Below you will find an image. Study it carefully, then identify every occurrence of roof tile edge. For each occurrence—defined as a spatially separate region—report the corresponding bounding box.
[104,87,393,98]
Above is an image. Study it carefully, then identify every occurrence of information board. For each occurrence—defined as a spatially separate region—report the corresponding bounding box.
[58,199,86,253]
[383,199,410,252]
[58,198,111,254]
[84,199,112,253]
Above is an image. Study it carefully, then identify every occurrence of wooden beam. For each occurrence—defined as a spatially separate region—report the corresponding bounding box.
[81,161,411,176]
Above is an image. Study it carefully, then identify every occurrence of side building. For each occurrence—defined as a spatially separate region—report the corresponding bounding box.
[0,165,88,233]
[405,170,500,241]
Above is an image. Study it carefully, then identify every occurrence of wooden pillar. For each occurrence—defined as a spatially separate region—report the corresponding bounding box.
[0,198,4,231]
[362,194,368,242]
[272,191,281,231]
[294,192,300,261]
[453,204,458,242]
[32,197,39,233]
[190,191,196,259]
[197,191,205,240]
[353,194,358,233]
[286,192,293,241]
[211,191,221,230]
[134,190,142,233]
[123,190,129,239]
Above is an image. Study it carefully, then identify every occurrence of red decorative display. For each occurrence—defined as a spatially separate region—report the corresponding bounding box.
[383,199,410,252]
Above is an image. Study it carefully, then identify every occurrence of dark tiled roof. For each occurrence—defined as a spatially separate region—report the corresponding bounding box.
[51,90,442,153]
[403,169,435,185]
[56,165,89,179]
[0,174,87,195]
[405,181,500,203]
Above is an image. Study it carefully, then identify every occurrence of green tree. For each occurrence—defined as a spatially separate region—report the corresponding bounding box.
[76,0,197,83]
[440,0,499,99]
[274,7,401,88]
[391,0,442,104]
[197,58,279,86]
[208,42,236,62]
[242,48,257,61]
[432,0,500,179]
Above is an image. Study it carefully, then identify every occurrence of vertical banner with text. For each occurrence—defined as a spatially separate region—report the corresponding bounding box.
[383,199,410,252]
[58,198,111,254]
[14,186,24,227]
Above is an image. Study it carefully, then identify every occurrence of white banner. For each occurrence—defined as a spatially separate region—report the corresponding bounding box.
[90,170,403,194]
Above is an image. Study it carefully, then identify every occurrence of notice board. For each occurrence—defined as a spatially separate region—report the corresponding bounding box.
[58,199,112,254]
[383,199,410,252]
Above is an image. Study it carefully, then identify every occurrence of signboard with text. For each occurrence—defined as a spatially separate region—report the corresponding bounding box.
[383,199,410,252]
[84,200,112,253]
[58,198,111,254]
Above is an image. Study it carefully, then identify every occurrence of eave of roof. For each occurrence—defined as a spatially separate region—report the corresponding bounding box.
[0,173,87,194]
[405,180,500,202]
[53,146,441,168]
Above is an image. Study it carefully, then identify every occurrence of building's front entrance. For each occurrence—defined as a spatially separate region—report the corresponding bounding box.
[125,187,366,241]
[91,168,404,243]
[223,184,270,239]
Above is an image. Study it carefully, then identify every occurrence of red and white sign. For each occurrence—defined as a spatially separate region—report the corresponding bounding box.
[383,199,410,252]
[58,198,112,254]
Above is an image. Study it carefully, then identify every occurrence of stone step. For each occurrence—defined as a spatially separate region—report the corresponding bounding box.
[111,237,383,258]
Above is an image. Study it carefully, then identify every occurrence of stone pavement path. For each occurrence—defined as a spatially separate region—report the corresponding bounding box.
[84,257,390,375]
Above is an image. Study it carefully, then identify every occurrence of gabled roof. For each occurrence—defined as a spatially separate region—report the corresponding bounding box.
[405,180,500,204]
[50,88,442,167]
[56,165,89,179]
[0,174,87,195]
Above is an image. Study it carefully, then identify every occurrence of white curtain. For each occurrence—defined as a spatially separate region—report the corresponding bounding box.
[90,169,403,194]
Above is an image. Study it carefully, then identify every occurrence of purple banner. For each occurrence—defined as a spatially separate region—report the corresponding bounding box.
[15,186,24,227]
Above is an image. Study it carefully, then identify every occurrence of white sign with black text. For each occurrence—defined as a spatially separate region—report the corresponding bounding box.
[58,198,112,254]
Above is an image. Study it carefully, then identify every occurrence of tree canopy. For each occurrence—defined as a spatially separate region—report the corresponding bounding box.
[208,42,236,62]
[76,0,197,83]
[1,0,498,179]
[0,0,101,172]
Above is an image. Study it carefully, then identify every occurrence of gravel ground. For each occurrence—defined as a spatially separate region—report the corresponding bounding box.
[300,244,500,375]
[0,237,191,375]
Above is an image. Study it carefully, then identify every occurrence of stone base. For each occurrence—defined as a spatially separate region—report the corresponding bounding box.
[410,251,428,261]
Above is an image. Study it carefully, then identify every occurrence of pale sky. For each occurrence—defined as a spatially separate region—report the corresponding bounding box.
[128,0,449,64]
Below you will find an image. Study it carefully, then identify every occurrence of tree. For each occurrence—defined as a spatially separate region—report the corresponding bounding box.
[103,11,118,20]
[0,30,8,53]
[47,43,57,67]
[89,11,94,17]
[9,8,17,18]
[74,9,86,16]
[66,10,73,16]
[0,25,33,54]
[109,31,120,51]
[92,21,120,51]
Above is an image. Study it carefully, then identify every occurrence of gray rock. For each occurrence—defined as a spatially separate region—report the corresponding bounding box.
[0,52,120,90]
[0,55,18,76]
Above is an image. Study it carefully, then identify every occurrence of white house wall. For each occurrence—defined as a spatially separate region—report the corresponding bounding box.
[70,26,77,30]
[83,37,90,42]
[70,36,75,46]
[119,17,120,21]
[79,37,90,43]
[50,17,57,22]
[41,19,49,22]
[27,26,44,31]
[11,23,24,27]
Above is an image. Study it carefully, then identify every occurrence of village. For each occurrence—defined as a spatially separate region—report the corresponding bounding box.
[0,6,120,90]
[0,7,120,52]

#### What this task involves:
Nothing in the data above should change. Please copy it all.

#### Written response:
Below you will find an image. Study it carefully, then identify every occurrence of roof tile edge. For each occurrence—defined as a spatially separate region—report the corresponding bounding box.
[104,87,393,98]
Above is an image. Study it carefully, then identify every occurrence of information board. For each occurrence—defined as a spatially separate region—report the corresponding bounding box.
[58,199,86,253]
[383,199,410,252]
[58,198,111,254]
[84,199,112,253]
Above is an image. Study it carefully, then identify every occurrence of wooden beam. For each occurrence—defined as a spatially separate region—report the corresponding bounding box.
[81,161,411,176]
Above is an image. Study it carefully, then identify every occurrence of side building. For each occurrence—defined as a spatially separate region—report the corresponding bounding box.
[0,165,88,233]
[405,170,500,241]
Above is an image. Study it carefully, then identify every occurrence of wooden pillar. For each occurrence—defined as a spatially separate region—report the corresponding bounding box.
[0,198,4,231]
[362,194,368,242]
[272,191,281,231]
[294,192,300,261]
[453,204,458,242]
[32,197,39,233]
[190,191,196,259]
[197,191,205,240]
[353,194,358,233]
[286,192,293,241]
[211,191,221,230]
[134,190,142,233]
[123,190,129,239]
Above is an image. Study it carefully, then identify every occurrence of red decorative display. For each occurrence—defined as a spatially separate region—report the corresponding bounding box.
[383,199,410,252]
Above is an image. Study it carefully, then identify every occurrence of dark tiled roof. For each occurrence—defined as a spatially separate region—report the corresponding bounding box.
[51,90,442,153]
[403,169,435,185]
[56,165,89,179]
[0,174,87,195]
[405,181,500,203]
Above is an image. Study it carefully, then identify every occurrence of green tree. For each occurrence—defined as a spatially separate region—report the corresponding bounding box.
[76,0,197,83]
[440,0,499,99]
[274,7,401,88]
[391,0,442,104]
[197,58,279,86]
[208,42,236,62]
[242,48,257,61]
[432,0,500,179]
Above is an image. Study it carefully, then identify every occurrence of vertical banner with text. For each occurrence—defined as a spatially separate region—report the corresponding bounding box.
[383,199,410,252]
[58,198,111,254]
[14,186,24,227]
Above is an image. Study it carefully, then identify every occurrence of white banner. For each occurrence—defined as a spatially separate region—report the corresponding bounding box.
[90,170,403,194]
Above is an image. Study it carefully, then identify every occurrence of notice board. For each occurrence—defined as a spatially separate region—report the corresponding bounding box.
[58,199,112,254]
[383,199,410,252]
Above is an image. Study it carefully, then identify every occurrence of signboard with text. For each occurrence—defined as a spatially separate region—report the corresponding bounding box.
[383,199,410,252]
[84,200,112,253]
[58,198,111,254]
Above is an image. Study it carefully, then identify every occurrence of eave of roof. For each occurrence—defined as a spatially separate region—report the corresponding bounding box.
[0,173,87,194]
[405,180,500,202]
[53,146,441,168]
Above is an image. Study it carefully, then identify every occurrence of building's front entrance. For each occurrence—defined as a spatially separate region—report the corresponding bounding box.
[125,187,366,241]
[91,168,404,243]
[223,184,270,239]
Above is an image. Study it carefully, then identify every occurrence of red and white sign. For each occurrence—defined as a spatially separate region—report the corresponding bounding box.
[383,199,410,252]
[58,198,112,254]
Above is an image. Study it carefully, then identify every occurrence of stone step. For each occurrence—defined as a spatially separate region—report the corresponding bounding box.
[111,237,383,258]
Above is an image. Study it carefully, then identify every occurrence of stone pavement path. For each occurrence—defined as a spatially separate region—report the corresponding bounding box.
[84,257,390,375]
Above is an image. Study it carefully, then identify every occurrence of gabled roof. For each occurrence—defined as a spatially separate region—report the corresponding bounding box.
[405,180,500,204]
[50,88,442,167]
[56,165,89,179]
[0,174,87,195]
Above is an image. Study it carefully, then identify every occurrence of white curtain. For each occurrence—defined as a spatially separate region—report the corresponding bounding box.
[90,169,403,194]
Above is an image. Study it carefully, then identify every occurrence of purple banner. For each occurrence—defined as a spatially separate region—report the corresponding bounding box.
[15,186,24,227]
Above is an image. Study it carefully, then identify every occurrence of white sign with black text. For each occurrence—defined as a spatially separate region—report the corresponding bounding box.
[58,198,112,254]
Above is an image. Study it carefully, then identify every occurrence of tree canopy. For each occurrence—defined as a spatially separate region—report the corresponding bounding box.
[208,42,236,62]
[76,0,197,83]
[1,0,498,179]
[0,0,101,172]
Above is an image. Study it carefully, then identify every occurrence of gravel ground. For each occurrence—defined as a spatially separate region—report the corresponding bounding box.
[300,244,500,375]
[0,237,191,375]
Above is an image. Study it carefully, then identify every occurrence of stone base. For each occurrence—defined as a spatially separate region—report the corresponding bounding box.
[410,251,428,261]
Above is an image. Study it carefully, then identify every occurrence of pale sky. For each occurrence—defined as a spatially separate region—report the corresponding bounding box.
[128,0,449,64]
Below you will find an image. Study it carefully, then identify every occurrence of tree. For each occurrence—defined as a spatially separate region—report the corresponding bounding box.
[103,11,118,20]
[0,30,8,53]
[47,43,57,67]
[89,11,94,17]
[9,8,17,18]
[74,9,86,16]
[66,10,73,16]
[0,25,33,54]
[109,31,120,51]
[92,21,120,51]
Above is an image. Study it carefully, then identify every occurrence of gray rock. For each occurrence—defined as a spatially separate region—report the corresponding bounding box.
[0,52,120,90]
[0,55,18,76]
Above is an image. Study it carefully, then identify every occurrence of white house wall. For each occurrence—defined as a spatially separate region—report the corresponding bounding box.
[70,26,77,30]
[83,37,90,42]
[70,36,75,46]
[119,17,120,21]
[79,37,90,43]
[50,17,57,22]
[41,19,49,22]
[27,26,44,31]
[11,23,24,27]
Above is an image. Study it carefully, then identify every occurrence of village. For each occurrence—defined as a spatially separate region—report the corresponding bounding box.
[0,6,120,90]
[0,7,120,52]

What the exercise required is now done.